Saved data entries
= Beginning of Section =
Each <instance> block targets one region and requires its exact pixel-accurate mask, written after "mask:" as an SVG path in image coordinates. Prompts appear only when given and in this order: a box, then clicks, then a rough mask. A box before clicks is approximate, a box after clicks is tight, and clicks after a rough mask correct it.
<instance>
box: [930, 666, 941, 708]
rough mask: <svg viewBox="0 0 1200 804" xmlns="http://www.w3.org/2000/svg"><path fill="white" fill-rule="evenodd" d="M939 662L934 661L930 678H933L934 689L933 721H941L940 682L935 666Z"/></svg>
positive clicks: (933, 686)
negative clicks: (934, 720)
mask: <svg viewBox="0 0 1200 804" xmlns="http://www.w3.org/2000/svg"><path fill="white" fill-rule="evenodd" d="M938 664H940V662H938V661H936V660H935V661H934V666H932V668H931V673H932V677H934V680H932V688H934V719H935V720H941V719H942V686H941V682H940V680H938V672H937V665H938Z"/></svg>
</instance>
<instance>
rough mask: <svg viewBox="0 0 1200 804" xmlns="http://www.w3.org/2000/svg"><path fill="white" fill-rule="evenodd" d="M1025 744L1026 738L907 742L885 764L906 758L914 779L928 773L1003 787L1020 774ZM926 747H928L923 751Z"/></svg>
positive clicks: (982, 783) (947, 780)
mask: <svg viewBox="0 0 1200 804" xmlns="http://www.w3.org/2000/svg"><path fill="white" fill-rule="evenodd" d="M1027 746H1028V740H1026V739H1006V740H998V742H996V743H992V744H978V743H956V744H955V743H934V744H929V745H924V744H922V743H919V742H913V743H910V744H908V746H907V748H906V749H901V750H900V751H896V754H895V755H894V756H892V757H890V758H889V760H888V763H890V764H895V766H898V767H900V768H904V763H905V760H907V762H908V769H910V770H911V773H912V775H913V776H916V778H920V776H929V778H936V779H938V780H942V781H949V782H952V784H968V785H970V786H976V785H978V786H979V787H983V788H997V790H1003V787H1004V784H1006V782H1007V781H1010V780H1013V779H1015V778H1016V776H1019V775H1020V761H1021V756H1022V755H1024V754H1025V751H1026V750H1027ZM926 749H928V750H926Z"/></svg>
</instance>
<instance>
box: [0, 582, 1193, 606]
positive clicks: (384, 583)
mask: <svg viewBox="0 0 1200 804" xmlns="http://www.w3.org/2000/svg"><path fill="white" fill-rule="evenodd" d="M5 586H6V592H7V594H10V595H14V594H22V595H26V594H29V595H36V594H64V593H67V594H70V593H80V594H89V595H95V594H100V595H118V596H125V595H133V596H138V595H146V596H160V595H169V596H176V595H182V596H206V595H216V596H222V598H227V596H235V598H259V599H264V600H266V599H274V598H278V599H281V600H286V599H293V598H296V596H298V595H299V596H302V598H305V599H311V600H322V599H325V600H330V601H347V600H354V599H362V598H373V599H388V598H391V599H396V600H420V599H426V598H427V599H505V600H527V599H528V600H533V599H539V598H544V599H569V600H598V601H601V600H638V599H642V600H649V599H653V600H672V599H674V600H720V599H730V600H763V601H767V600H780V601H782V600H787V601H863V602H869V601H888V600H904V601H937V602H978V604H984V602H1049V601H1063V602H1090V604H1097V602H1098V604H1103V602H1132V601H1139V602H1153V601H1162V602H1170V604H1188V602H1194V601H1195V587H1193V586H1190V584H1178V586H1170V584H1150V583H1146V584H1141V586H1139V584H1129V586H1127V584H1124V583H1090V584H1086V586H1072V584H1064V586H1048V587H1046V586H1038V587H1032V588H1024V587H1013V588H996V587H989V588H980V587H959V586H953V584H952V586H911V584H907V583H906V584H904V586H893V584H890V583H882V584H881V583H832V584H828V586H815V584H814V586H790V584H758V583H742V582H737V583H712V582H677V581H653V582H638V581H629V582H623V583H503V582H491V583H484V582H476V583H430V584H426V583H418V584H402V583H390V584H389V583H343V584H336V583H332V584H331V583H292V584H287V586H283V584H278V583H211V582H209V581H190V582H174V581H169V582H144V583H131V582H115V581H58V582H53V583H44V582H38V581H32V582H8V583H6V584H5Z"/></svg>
= End of Section =
PROBLEM STATEMENT:
Copy down the entries exactly, leaving out no line.

RESULT:
Each <instance> block targets one region and requires its exact pixel-accurate mask, written after "mask:" as an SVG path in image coordinates. Prompts appear only when given and in this order: a box, then clicks, then a rough mask. A box before clicks is approximate, a box after clicks is tight, and clicks after a rough mask correct it.
<instance>
box: [930, 666, 941, 708]
rough mask: <svg viewBox="0 0 1200 804" xmlns="http://www.w3.org/2000/svg"><path fill="white" fill-rule="evenodd" d="M939 662L934 661L930 678H933L934 689L933 721H941L940 682L935 666Z"/></svg>
positive clicks: (933, 686)
negative clicks: (934, 720)
mask: <svg viewBox="0 0 1200 804" xmlns="http://www.w3.org/2000/svg"><path fill="white" fill-rule="evenodd" d="M938 664H940V662H938V661H936V660H935V661H934V666H932V668H931V673H932V677H934V680H932V688H934V719H935V720H941V719H942V686H941V682H940V680H938V672H937V665H938Z"/></svg>
</instance>
<instance>
rough mask: <svg viewBox="0 0 1200 804" xmlns="http://www.w3.org/2000/svg"><path fill="white" fill-rule="evenodd" d="M1025 744L1026 738L907 742L885 764L906 758L914 779L928 773L1003 787L1020 774ZM926 747H928L923 751Z"/></svg>
positive clicks: (982, 783) (947, 780)
mask: <svg viewBox="0 0 1200 804" xmlns="http://www.w3.org/2000/svg"><path fill="white" fill-rule="evenodd" d="M1027 746H1028V740H1026V739H1006V740H998V742H996V743H992V744H978V743H956V744H955V743H934V744H929V745H924V744H922V743H919V742H913V743H910V744H908V746H907V748H906V749H901V750H900V751H896V754H895V755H894V756H892V757H890V758H889V760H888V763H890V764H895V766H898V767H900V768H904V763H905V760H907V762H908V769H910V770H911V773H912V775H913V776H916V778H920V776H929V778H936V779H938V780H942V781H949V782H952V784H968V785H970V786H976V785H978V786H979V787H983V788H997V790H1003V787H1004V784H1006V782H1007V781H1010V780H1013V779H1015V778H1016V776H1019V775H1020V761H1021V756H1022V755H1024V754H1025V751H1026V750H1027ZM926 749H928V750H926Z"/></svg>
</instance>
<instance>
box: [0, 582, 1193, 606]
positive clicks: (384, 583)
mask: <svg viewBox="0 0 1200 804" xmlns="http://www.w3.org/2000/svg"><path fill="white" fill-rule="evenodd" d="M5 586H6V592H7V594H10V595H14V594H22V595H26V594H29V595H36V594H64V593H67V594H70V593H80V594H89V595H95V594H100V595H118V596H125V595H133V596H138V595H146V596H160V595H169V596H176V595H182V596H206V595H216V596H222V598H227V596H235V598H259V599H264V600H266V599H274V598H278V599H281V600H286V599H293V598H296V596H298V595H299V596H302V598H305V599H311V600H322V599H325V600H330V601H347V600H354V599H362V598H373V599H388V598H391V599H396V600H420V599H426V598H427V599H505V600H527V599H528V600H533V599H539V598H544V599H569V600H598V601H601V600H638V599H642V600H649V599H653V600H672V599H674V600H720V599H730V600H763V601H767V600H780V601H782V600H787V601H863V602H869V601H888V600H904V601H937V602H978V604H984V602H1049V601H1063V602H1090V604H1097V602H1098V604H1103V602H1132V601H1139V602H1153V601H1162V602H1170V604H1188V602H1194V601H1195V587H1193V586H1190V584H1178V586H1170V584H1150V583H1146V584H1141V586H1139V584H1129V586H1127V584H1124V583H1090V584H1086V586H1072V584H1064V586H1048V587H1046V586H1038V587H1032V588H1024V587H1013V588H996V587H989V588H980V587H959V586H953V584H952V586H911V584H907V583H906V584H904V586H893V584H890V583H882V584H881V583H832V584H828V586H815V584H814V586H790V584H758V583H742V582H737V583H712V582H677V581H653V582H638V581H629V582H623V583H503V582H491V583H484V582H476V583H430V584H426V583H418V584H402V583H390V584H389V583H343V584H336V583H332V584H331V583H292V584H287V586H283V584H278V583H211V582H209V581H190V582H174V581H169V582H144V583H131V582H115V581H58V582H53V583H44V582H38V581H32V582H8V583H6V584H5Z"/></svg>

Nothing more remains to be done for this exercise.